Thursday, March 31, 2016

Just Because

When I was a kid, the majority of my Sundays were spent visiting my Grandma McCane in her home, about an hour from ours.  She lived in Bracken County, KY, on the 85 acre farm where my dad had been born and raised.  Grandma wasn't a complicated woman.  She was a survivor of the depression and wore that truth well.  By the time my memories of my grandmother began, she was retired from a long teaching career, but she was still an educator to the core of her being.  She wasn't a particularly warm and fuzzy woman, in fact, she could be pretty harsh.  She had opinions on nearly everything and she wasn't afraid to share them, even when it was hurtful.  But, for all of her tough exterior, I never doubted that she loved me and wanted the very best for me.  She certainly didn't demonstrate it in the way that my children have experienced with their grandparents, but she was integral in shaping me into the person I am today.  

One of my favorite childhood possessions to this day is a version of a tic, tac, toe game that she created which combined trivia questions that she wrote with ordinary tic, tac, toe.  Grandma McCane believed that everything came with hard work, and so even with tic, tac, toe, you had to answer the question before you could get the opportunity to place an X or O on the board.  The questions were basic things that she believed every child should know,  literary and Bible references,  basic science and history principles, that sort of thing.  It's because of her that I can finish nearly any nursery rhyme with the correct words, figure out sale percentages with ease, and have a love for reading.  She invested in my life, one Sunday afternoon at a time.

Because my Grandmother could be a little harsh with her words, my mom did not usually accompany us for our Sunday visits.  It was sort of best for everyone if their relationship was contained to graduations and a very occasional major holiday.  It's likely not ideal, but it worked well for our family.  My mom used her Sunday afternoon to sew and garden while my dad spent Sunday after Sunday visiting his mama.  It was their best attempt at a win/win.

PROVIDED MATERIAL |
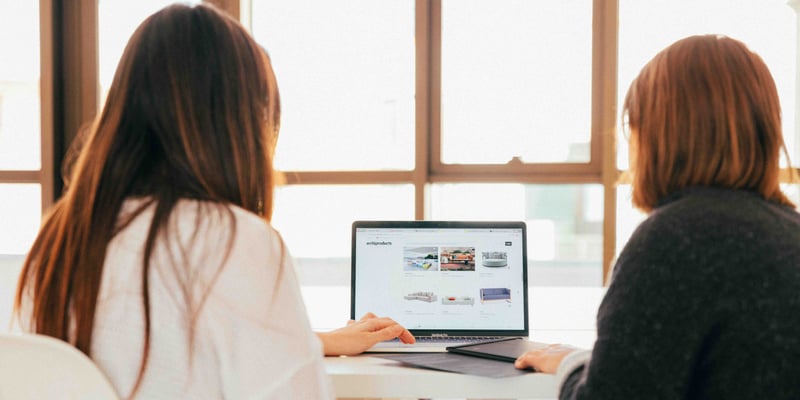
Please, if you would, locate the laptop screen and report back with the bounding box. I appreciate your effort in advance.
[350,221,528,336]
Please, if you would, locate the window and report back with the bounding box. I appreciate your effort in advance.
[0,0,800,286]
[0,1,44,254]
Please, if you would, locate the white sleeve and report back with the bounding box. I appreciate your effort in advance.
[195,220,333,399]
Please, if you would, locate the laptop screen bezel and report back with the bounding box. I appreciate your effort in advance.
[350,221,530,337]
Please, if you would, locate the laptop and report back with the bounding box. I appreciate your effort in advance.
[350,221,529,353]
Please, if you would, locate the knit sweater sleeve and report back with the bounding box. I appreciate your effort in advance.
[560,211,713,399]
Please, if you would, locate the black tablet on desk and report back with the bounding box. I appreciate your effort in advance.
[447,338,543,362]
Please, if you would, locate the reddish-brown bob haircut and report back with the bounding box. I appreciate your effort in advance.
[623,35,793,212]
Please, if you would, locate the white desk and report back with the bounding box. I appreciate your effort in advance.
[325,356,556,399]
[302,286,605,399]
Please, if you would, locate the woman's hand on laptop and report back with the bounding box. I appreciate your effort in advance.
[514,343,578,374]
[317,313,416,356]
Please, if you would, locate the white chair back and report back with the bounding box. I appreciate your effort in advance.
[0,334,119,400]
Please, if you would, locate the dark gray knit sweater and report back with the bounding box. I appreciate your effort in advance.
[560,187,800,399]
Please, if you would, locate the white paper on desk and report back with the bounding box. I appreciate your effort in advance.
[371,353,533,378]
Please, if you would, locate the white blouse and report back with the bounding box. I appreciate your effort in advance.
[91,200,333,399]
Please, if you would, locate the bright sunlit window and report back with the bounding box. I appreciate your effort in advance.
[441,0,592,164]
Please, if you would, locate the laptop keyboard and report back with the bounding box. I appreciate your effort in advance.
[384,336,498,344]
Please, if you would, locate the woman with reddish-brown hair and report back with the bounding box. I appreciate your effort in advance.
[15,5,414,399]
[516,35,800,399]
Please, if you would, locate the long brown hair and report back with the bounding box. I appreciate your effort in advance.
[623,35,792,211]
[15,1,280,392]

WHAT IS NEEDED |
According to the Grandma McCane text, how many acres was the farm where the dad had been born and raised? Use only the Grandma McCane text, not the records.

SOLUTION TO THE EXERCISE |
85 acres